Given information:
• • •

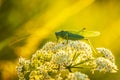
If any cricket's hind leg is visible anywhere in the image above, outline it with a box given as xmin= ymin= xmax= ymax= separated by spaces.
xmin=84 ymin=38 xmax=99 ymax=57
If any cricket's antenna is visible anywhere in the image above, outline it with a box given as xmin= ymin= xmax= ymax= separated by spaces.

• • •

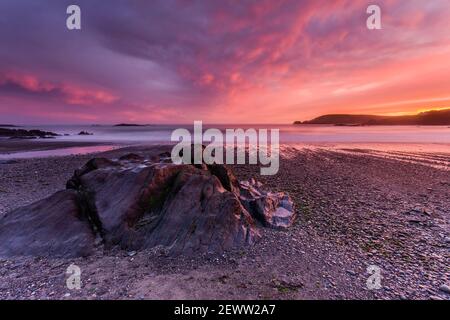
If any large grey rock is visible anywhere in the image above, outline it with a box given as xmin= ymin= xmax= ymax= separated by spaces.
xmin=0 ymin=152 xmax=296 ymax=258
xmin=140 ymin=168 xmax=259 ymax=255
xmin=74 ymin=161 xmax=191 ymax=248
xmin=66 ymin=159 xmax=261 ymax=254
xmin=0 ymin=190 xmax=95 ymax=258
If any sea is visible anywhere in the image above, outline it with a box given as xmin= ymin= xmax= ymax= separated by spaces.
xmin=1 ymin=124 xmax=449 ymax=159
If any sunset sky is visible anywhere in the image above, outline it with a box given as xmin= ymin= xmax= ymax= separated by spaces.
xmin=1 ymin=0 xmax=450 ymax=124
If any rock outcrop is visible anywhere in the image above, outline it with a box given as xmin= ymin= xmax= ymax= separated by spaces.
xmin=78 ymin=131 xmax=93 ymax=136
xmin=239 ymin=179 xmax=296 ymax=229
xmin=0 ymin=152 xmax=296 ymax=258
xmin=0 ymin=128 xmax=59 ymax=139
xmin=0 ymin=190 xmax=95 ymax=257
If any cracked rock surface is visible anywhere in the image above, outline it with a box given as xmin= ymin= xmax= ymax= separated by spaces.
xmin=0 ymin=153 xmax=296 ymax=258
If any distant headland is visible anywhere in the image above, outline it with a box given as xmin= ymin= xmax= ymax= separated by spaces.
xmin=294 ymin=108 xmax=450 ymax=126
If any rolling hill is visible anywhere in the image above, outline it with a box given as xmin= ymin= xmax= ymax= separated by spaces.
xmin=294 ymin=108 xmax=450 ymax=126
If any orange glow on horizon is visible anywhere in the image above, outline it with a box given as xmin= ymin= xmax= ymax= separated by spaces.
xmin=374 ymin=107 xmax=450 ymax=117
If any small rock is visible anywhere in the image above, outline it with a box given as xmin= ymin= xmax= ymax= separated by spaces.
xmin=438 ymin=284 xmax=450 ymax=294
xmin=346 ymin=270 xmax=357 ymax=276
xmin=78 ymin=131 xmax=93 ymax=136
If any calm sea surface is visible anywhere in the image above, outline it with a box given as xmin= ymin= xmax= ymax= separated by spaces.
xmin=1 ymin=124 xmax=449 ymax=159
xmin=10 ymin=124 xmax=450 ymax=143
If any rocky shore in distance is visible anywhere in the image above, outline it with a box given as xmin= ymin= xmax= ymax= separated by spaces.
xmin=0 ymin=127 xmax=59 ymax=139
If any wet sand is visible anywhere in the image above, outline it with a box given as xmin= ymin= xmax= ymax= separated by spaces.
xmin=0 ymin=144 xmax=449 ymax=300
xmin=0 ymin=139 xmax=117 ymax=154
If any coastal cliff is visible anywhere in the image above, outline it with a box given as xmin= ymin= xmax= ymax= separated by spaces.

• • •

Task statement:
The output should be exactly the lines above from the line containing "If any wet sand" to the line containing "If any coastal", inclusive, with no other lines.

Your response:
If any wet sand is visible anywhere in the image above, outline it with a box given as xmin= ymin= xmax= ymax= separated by spaces.
xmin=0 ymin=144 xmax=449 ymax=300
xmin=0 ymin=139 xmax=117 ymax=154
If any coastal cliff is visible anywhere in the image above, outline it with a box given as xmin= ymin= xmax= ymax= separated by spaces.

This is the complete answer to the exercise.